··· Information provided

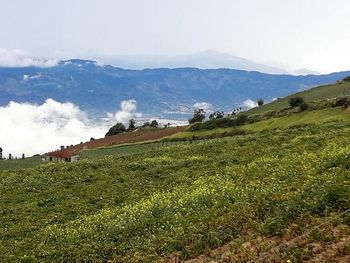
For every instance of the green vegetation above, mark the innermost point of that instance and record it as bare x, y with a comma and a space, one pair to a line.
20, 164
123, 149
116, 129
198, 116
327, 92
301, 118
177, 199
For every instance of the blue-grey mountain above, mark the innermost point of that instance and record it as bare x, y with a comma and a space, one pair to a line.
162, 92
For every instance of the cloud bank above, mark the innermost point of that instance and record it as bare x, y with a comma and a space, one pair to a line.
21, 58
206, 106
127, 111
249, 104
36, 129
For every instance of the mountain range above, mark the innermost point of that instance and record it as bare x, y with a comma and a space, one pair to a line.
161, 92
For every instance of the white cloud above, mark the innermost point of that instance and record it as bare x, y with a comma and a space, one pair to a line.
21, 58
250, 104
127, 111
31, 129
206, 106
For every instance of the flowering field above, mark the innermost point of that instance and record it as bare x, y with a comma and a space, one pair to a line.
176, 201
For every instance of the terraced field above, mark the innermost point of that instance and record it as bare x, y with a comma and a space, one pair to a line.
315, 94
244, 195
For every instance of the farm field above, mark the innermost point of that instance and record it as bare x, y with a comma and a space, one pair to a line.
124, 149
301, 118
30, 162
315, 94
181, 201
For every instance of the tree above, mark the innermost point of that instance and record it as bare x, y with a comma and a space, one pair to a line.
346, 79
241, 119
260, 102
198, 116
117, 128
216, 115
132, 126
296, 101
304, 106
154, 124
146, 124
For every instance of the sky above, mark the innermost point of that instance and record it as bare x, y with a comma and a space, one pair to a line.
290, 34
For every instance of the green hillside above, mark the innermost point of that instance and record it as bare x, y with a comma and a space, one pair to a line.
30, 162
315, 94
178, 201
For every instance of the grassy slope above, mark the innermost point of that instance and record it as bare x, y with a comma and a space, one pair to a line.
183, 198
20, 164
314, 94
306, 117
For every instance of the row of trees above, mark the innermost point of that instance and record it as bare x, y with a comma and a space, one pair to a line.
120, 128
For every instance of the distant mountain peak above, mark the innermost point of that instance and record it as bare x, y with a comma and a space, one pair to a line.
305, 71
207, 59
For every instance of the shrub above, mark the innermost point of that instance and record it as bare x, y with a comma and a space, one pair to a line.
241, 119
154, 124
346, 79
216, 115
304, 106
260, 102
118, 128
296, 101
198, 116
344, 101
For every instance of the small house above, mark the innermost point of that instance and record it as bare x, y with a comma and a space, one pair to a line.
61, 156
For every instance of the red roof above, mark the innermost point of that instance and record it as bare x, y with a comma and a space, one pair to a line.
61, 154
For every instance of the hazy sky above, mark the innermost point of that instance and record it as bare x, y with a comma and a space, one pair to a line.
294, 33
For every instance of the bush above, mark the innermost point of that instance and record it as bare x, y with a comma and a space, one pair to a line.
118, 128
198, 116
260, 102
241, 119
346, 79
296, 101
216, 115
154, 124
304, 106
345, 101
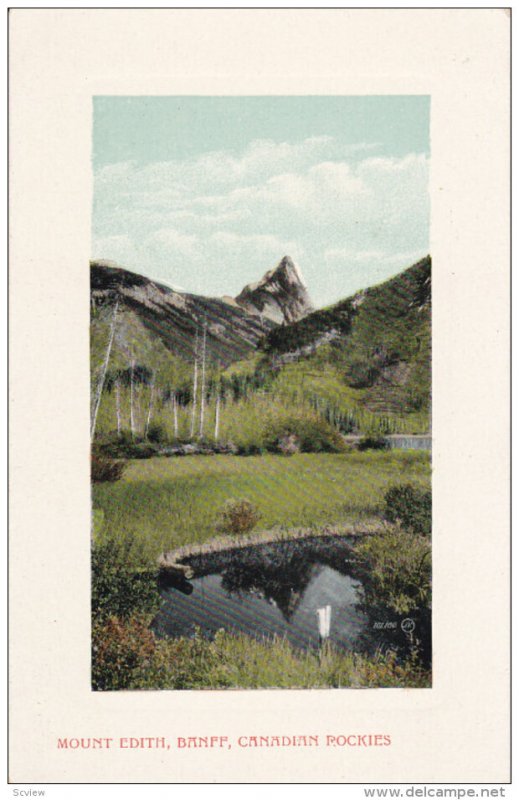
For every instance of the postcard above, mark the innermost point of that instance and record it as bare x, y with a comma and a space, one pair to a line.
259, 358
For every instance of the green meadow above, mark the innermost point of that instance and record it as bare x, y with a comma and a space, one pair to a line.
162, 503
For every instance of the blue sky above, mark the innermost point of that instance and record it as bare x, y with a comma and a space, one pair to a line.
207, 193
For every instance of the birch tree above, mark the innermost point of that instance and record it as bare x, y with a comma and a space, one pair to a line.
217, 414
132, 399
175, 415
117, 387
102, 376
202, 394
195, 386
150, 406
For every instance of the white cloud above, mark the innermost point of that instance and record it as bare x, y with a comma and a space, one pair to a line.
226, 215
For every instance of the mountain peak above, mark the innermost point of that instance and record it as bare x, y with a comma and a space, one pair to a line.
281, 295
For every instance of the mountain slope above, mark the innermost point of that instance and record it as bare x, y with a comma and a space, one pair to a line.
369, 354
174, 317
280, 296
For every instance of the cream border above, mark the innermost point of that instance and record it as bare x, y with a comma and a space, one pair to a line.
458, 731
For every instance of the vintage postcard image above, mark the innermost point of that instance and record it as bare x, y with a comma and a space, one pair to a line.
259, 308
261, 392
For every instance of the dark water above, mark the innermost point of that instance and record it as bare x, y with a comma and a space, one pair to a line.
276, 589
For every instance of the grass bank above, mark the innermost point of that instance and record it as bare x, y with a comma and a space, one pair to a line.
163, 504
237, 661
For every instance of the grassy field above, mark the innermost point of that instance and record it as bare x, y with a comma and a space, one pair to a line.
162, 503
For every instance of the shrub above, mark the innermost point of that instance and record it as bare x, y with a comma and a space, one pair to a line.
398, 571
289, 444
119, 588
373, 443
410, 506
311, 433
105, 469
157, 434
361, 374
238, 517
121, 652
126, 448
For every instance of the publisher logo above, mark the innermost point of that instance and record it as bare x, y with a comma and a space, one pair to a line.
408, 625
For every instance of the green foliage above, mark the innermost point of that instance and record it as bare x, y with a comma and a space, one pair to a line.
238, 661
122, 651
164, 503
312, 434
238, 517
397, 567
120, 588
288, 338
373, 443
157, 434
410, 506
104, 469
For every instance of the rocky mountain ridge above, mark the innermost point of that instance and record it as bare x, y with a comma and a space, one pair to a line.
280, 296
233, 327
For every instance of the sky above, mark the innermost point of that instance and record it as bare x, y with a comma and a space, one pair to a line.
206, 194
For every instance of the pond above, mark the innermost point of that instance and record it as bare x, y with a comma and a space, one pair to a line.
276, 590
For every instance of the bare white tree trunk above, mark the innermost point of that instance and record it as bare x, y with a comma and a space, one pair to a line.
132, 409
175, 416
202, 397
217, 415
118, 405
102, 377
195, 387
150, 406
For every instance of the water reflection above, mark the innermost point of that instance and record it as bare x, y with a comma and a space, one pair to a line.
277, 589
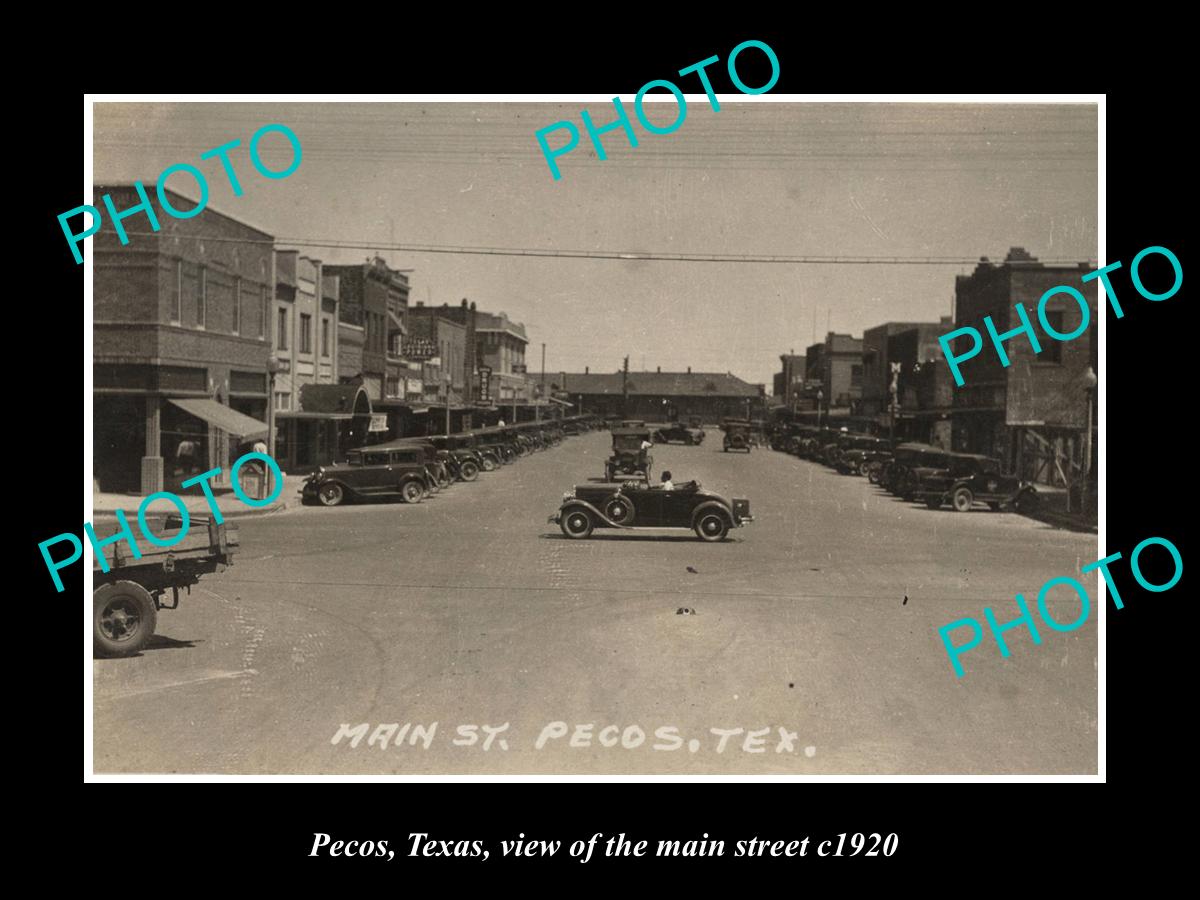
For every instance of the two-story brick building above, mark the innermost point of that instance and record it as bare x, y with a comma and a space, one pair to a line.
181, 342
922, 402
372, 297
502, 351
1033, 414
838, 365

······

Work task: Without including any pictures, print each record exactly.

Written response:
For every instance of the green vegetation above, mark the innermost point of that instance and record it as bare x, y with a comma and a space, one pair to a line.
20, 164
123, 149
116, 129
198, 116
327, 92
301, 118
177, 199
For every instance of the blue-grey mountain above, mark the innermost point of that instance and record it as bare x, y with a comma and a space, one pair to a line.
162, 92
For every instance of the cloud bank above, mark the innermost point of that instance and record it as bare x, y with a comma and a space, one pair to a line.
21, 58
206, 106
127, 111
249, 104
36, 129
For every instance of the mountain range above, mark the innermost point of that instance and record it as bare x, y with a comma and a space, one pair to a line.
161, 92
For every instance of the white cloud above, mark the innermost point of that instance and record it as bare x, y with a comma and a space, one pair to a line.
21, 58
250, 104
127, 111
31, 129
206, 106
For every instance of the flowering field above, mark the innermost point of that instance and record it as bare x, y with a comma and a space, one pair to a line.
176, 201
For every instance of the terraced field above, mark the innermost point of that instance and record it as bare x, y with a comma and a space, one pair to a line.
315, 94
244, 195
For every instance of the farm field above, mark the innermost point of that instance and record it as bare x, y with a comma and a space, one pair to a line.
124, 149
301, 118
30, 162
315, 94
181, 201
For every instance of the tree above, mark the innermost point of that instance and record it as bare x, y with a comma and a space, one pair to a line.
346, 79
241, 119
260, 102
198, 116
117, 128
216, 115
132, 126
296, 101
304, 106
154, 124
146, 124
For every instance of the sky above, mark the innermost point of that instance and record it as bare x, y with a comma and a space, one pair to a line.
290, 34
For every instance of the green hillside above, mark the innermost point of that instance and record it as bare x, y with a comma and a space, one pair to a line.
30, 162
315, 94
178, 201
For every instance of the grassy slope above, mark the innermost point of that instance and record it as bare x, y with a comma and a space, one pair to a line.
183, 198
20, 164
314, 94
306, 117
For every instance of the row of trees above, mark the innermost point of that instance and record it as bare x, y with a comma and a space, one pair to a line.
120, 128
For every instance of the distant mountain peak above, mark the innermost point of that instance and record it as bare x, y with a comma and a space, one pair to a line.
305, 71
207, 59
For every instance of the shrub above, mark the innermost point of that instance and record it as bare x, y with a comma and a space, one pair to a line.
241, 119
154, 124
346, 79
216, 115
304, 106
260, 102
118, 128
296, 101
198, 116
344, 101
For every instance of the small house above, mark the innermost point of that instance and record it as bare x, y with a comma and a space, one pair to a line.
61, 156
For every instance of the red roof above, mark the innermost point of that instance and record it as bare x, y with a comma and a space, one pair to a line.
61, 154
For every instance of the hazy sky above, mark the innermost point of that instance and record it as bare x, y with a comma and a space, one pair to a line.
294, 33
For every instance of the bush above, mark the innermost point of that instance and record it as bare x, y with a comma and a space, one pair to a line.
118, 128
198, 116
260, 102
241, 119
346, 79
296, 101
216, 115
154, 124
304, 106
345, 101
For every instance of the postcard above, mark the innermost point of that instance and record it as bare x, y with a comma and a space, one pair to a line.
259, 358
For every instance of the green meadow above, mark the innermost point of that instance and record it as bare x, y with a comma and a space, one pair to a line.
162, 503
For every instance of the blue sky above, mark the innermost point of that instance and record it as bare x, y with a comma and a space, one pair to a line.
207, 193
For every instance of the birch tree above, mark the innermost point of that instance and record it as bare x, y with a comma and a space, one pair to a line.
217, 414
132, 399
175, 415
117, 387
102, 376
202, 394
195, 386
150, 406
For every instance of the white cloud above, mark the innermost point of that instance and record it as bare x, y with a comma and a space, one pair to a line.
226, 215
For every instance of the mountain peak above, mark the innermost point of that instance and record it as bare x, y with a comma and a space, one pair to a line.
281, 295
For every instance of the mountain slope above, mark the innermost point of that instance and record it as bare x, y with a comma and a space, one pair to a line.
369, 354
174, 317
280, 296
For every instance of the cream border above, mark the innermost point of that instance and record it as bare x, y with a comma and a space, one pair to a line.
458, 731
For every instance of the vintage postcard image above, mark the innermost point of that instance and record it as bare x, y with a comma and a space, one pair to a line.
259, 308
261, 392
For every instance of the dark water above, mark the innermost point of that instance and record it as bare x, y with a comma and a space, one pair to a line.
276, 589
For every instance of the grass bank above, mark the innermost point of that instance and record it as bare x, y with a comma and a space, one pair to a line.
163, 504
237, 661
For every instance of the grassy field above, mark the innermost point of that instance and record it as bare x, y with a comma and a space, one pair to a line.
162, 503
For every instance of the shrub above, mark the innermost point of that instance and record it as bare x, y with a comma and a space, one pair to a line.
398, 571
289, 444
119, 588
373, 443
410, 506
311, 433
105, 469
157, 434
361, 374
238, 517
121, 652
126, 448
For every instance of the publisher logo above, mark the innermost point of that instance and record it as bare x, y with a comma and a space, one pair to a line.
408, 625
For every instance of the green foliage above, mark the innermost point of that instance and record it as bare x, y with a comma and a space, one pair to a line.
238, 661
122, 651
164, 503
312, 434
238, 517
397, 567
120, 588
288, 338
373, 443
157, 434
410, 506
104, 469
For every instance of the rocky mountain ridge above, mark the innermost point of that instance and record it as bare x, y with a comma and a space, one pair to a line.
280, 296
233, 327
For every instance of the sky above, mark the innermost point of that instance and record it as bare x, y with a comma and a space, one pair to a line.
206, 194
For every instance of the pond above, mark the innermost point of that instance and record it as bare x, y with a comma and a space, one pair to a line.
276, 590
For every instance of the bare white tree trunk above, mark the innermost point of that instance and record it as bare x, y with a comma and a space, one pair to a line.
132, 409
175, 416
202, 397
217, 415
118, 405
102, 377
195, 387
150, 406
For every instance of the water reflection above, mark the innermost point of that instance and record it as bare x, y with a comma and a space, one pair to a line.
277, 589
For every instance of the two-story brick building above, mark the innermost point of that instance and record it as bare x, y with a comma and a space, one pair to a line.
181, 342
922, 402
372, 297
502, 351
1033, 414
838, 365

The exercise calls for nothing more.